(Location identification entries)
********************

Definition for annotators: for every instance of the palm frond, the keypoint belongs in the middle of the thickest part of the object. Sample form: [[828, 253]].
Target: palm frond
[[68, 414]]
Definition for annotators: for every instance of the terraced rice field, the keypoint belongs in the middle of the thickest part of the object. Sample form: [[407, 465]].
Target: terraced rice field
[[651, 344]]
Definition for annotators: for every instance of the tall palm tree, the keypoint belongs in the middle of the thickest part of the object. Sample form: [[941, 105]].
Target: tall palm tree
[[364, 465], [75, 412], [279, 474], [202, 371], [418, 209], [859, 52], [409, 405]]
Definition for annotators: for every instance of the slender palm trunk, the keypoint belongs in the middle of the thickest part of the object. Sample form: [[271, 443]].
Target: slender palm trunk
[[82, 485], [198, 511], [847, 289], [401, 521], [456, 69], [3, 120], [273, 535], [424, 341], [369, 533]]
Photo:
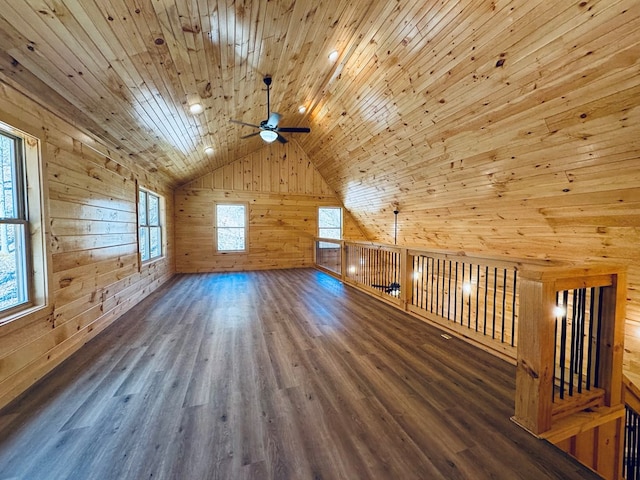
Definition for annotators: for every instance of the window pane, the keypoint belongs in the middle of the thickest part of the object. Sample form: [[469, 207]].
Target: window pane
[[330, 217], [329, 233], [13, 269], [231, 239], [144, 243], [230, 216], [9, 194], [155, 241], [154, 210], [142, 208]]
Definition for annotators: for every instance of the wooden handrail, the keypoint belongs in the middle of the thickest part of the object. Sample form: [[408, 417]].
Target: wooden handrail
[[558, 409], [535, 374]]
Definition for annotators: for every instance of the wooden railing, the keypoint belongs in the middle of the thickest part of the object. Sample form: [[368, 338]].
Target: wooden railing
[[328, 255], [562, 326], [631, 449]]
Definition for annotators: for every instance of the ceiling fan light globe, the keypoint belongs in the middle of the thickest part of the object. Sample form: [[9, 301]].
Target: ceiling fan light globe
[[268, 135]]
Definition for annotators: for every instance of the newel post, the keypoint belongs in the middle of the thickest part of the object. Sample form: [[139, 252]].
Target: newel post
[[612, 344], [406, 277], [535, 367]]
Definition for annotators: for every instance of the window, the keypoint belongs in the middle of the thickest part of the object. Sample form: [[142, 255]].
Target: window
[[149, 225], [22, 254], [330, 222], [231, 227], [14, 225]]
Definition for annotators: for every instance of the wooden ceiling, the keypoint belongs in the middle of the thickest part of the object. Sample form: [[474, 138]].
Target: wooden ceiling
[[435, 106]]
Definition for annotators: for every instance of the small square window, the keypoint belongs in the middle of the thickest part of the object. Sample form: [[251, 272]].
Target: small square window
[[149, 225], [231, 227]]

********************

• _Task objective_: Rewrite the stretch from the line containing "form: [[474, 138]]." through the end of the records, changing "thickest" to "widest" and keeping everything else the same. Give only those lines.

• _Task solution_:
Definition for annotators: for every instance of the wooden ceiling, the keypoint belongs in the middle of the widest part of the object. Sample form: [[474, 138]].
Target: wooden ceiling
[[435, 106]]
Definition for annotators: for every instance of the small square window, the keypoint belongs in the middle of the widest part of the object. Sample form: [[251, 272]].
Target: small square window
[[149, 225], [231, 227]]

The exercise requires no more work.